• **What you have to do**: Reproduce nothing but the closing run of lines: the line with "Each instance receives one keypoint. Mark the blue sky" and each line that follows it to the end of the data.

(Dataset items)
◇ ◇ ◇ ◇

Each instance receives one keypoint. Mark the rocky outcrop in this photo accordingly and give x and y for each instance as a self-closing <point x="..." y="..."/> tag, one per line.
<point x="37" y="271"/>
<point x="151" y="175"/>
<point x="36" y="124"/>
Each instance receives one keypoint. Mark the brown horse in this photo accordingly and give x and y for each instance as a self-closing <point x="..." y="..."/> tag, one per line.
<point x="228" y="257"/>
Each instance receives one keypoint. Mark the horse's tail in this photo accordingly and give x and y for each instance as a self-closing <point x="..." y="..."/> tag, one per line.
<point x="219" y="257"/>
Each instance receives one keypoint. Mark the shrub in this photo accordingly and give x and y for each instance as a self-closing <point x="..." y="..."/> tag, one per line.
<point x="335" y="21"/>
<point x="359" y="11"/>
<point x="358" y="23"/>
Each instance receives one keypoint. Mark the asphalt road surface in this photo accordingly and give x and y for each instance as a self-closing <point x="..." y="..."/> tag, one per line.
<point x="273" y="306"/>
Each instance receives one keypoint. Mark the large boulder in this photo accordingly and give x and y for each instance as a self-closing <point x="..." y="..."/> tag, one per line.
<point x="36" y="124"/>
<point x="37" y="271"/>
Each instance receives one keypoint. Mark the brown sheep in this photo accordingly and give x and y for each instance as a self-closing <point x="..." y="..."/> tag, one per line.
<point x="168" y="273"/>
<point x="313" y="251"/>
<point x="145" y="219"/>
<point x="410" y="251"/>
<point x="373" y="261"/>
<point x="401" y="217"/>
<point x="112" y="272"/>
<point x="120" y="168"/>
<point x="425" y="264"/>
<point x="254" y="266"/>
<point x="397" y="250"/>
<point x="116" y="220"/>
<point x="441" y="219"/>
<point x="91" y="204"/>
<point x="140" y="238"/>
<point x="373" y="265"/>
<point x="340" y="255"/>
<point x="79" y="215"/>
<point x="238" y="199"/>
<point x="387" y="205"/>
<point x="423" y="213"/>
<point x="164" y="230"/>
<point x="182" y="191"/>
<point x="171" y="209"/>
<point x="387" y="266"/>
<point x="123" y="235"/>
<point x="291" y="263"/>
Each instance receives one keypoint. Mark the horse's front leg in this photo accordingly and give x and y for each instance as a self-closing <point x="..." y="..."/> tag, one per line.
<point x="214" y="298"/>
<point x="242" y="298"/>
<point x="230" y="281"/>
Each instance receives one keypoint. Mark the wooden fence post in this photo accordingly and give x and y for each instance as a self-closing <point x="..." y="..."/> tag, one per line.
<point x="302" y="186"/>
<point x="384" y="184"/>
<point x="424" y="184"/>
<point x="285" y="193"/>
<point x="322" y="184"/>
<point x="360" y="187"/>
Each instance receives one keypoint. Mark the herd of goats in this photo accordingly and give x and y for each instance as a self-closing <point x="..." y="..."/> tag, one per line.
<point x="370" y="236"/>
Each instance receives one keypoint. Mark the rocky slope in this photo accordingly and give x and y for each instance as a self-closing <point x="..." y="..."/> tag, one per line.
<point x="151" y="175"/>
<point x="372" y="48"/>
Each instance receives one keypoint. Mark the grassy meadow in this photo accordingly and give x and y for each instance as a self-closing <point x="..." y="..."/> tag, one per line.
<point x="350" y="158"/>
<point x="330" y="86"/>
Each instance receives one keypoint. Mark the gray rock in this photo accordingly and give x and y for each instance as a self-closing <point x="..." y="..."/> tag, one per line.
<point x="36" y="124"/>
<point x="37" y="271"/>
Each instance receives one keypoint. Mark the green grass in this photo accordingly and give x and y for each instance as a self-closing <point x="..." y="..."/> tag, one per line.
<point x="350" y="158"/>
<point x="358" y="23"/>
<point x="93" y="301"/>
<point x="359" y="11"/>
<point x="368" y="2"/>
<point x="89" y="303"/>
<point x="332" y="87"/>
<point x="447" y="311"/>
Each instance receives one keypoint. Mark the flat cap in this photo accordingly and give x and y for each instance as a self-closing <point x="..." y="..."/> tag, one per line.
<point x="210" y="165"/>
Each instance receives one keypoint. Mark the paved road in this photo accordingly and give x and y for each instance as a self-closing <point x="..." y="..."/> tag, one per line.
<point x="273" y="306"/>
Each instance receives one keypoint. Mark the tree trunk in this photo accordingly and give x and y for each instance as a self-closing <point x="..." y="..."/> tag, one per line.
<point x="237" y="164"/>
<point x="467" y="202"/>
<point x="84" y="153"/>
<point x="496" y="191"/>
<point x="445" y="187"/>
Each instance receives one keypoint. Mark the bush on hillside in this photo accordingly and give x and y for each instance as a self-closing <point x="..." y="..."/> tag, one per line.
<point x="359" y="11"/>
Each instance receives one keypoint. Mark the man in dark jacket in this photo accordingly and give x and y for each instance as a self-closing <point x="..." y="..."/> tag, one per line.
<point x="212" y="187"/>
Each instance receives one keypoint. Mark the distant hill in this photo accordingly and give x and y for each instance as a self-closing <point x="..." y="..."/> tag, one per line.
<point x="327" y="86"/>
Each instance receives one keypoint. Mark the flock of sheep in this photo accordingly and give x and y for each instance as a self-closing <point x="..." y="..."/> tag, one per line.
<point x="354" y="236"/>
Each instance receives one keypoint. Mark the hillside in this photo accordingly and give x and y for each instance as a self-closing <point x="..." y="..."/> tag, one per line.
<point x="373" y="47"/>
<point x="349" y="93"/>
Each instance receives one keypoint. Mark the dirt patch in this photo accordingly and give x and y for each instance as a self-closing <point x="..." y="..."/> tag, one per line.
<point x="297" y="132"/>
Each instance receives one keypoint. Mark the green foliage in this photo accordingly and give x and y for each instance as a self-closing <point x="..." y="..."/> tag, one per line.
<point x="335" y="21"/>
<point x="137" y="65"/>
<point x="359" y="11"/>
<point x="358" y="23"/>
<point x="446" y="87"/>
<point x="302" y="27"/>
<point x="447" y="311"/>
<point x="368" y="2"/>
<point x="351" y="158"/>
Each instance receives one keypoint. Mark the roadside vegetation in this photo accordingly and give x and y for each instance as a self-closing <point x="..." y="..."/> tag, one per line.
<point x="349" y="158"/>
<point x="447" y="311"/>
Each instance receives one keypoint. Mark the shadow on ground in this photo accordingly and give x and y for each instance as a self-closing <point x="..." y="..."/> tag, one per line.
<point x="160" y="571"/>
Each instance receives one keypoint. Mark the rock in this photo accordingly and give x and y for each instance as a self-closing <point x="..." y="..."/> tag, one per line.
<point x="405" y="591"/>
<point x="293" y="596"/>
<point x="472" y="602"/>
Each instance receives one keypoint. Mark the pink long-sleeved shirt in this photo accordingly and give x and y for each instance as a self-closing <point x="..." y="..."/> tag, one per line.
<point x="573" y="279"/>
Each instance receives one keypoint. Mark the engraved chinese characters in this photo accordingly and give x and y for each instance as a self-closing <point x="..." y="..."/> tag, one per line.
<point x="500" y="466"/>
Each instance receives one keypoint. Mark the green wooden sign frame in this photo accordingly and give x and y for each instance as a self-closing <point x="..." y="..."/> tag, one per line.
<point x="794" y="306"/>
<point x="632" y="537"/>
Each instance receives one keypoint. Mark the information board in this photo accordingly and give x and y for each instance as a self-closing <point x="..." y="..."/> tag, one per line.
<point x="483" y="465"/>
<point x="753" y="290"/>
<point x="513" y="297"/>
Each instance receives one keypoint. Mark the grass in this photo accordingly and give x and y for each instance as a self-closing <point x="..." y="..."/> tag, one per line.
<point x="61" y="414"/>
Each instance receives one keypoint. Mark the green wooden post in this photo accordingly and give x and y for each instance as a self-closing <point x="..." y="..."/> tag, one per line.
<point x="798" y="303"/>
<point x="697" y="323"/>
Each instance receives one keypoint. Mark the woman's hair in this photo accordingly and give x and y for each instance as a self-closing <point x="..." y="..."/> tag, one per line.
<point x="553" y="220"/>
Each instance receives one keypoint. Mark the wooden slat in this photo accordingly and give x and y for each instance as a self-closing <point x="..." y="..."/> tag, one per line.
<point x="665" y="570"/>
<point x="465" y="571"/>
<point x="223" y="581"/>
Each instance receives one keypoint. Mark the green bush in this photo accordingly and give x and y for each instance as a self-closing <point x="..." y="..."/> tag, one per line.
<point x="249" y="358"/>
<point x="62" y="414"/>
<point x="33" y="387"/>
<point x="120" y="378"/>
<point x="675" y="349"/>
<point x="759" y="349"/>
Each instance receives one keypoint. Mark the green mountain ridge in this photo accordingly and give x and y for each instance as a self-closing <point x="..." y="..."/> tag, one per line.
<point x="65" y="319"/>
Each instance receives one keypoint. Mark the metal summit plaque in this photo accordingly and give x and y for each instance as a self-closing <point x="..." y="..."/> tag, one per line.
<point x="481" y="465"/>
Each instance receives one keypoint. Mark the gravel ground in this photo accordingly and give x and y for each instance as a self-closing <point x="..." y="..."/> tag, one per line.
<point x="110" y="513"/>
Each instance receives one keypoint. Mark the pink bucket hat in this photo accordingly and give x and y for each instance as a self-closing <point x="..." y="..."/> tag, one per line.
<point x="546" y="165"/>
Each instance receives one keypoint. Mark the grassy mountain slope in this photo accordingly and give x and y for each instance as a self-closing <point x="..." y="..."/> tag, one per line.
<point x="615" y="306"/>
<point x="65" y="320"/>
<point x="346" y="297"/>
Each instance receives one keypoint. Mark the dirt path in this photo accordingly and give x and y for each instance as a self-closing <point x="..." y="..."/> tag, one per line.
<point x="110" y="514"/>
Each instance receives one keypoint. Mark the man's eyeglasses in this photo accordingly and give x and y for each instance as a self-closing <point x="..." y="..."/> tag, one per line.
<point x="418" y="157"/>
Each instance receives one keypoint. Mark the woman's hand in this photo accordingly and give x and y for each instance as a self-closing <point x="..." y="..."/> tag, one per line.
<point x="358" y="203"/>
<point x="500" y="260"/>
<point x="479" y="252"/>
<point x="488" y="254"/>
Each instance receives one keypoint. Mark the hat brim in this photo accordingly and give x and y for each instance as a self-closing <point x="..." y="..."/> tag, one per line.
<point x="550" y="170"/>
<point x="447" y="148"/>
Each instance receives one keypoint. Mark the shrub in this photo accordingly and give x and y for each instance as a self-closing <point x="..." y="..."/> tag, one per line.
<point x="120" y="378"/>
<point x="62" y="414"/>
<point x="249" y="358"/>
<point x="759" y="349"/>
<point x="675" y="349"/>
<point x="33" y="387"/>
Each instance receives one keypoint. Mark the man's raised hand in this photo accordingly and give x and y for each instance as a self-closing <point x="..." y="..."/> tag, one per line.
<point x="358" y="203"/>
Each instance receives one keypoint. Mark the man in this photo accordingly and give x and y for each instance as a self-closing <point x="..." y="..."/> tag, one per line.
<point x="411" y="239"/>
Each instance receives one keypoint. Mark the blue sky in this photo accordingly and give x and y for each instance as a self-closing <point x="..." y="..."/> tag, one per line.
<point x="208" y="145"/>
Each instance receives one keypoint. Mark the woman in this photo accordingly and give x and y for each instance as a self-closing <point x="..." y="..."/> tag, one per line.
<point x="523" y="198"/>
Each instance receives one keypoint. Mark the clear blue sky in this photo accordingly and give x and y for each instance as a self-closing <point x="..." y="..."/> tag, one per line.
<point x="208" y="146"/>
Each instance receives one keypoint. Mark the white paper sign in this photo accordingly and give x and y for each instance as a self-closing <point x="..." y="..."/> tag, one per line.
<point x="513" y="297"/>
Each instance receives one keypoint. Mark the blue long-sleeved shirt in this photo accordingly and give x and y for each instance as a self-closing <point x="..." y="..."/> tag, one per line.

◇ ◇ ◇ ◇

• **Complete response**:
Each instance receives one keypoint. Mark the blue sky in this photo accordingly and give x and y for each instance as a self-closing <point x="..." y="..."/> tag, one per line.
<point x="208" y="145"/>
Each instance receives one keypoint. Mark the woman in this photo accordingly and give x and y for each instance as a self-closing <point x="..." y="..."/> tag, one per line.
<point x="523" y="198"/>
Each instance receives one keypoint. Mark the clear blue sky in this photo accordingly and give x and y for each instance as a self-closing <point x="..." y="..."/> tag, one per line.
<point x="208" y="146"/>
Each instance receives one keypoint. Mark the white paper sign in this photo accordingly and give x and y for each instance as a self-closing <point x="..." y="..."/> tag, one per line.
<point x="513" y="297"/>
Each instance receives one keypoint. Mark the blue long-sleeved shirt in this photo accordingly and give x and y for each instance as a self-closing <point x="..." y="..."/> tag, one per line.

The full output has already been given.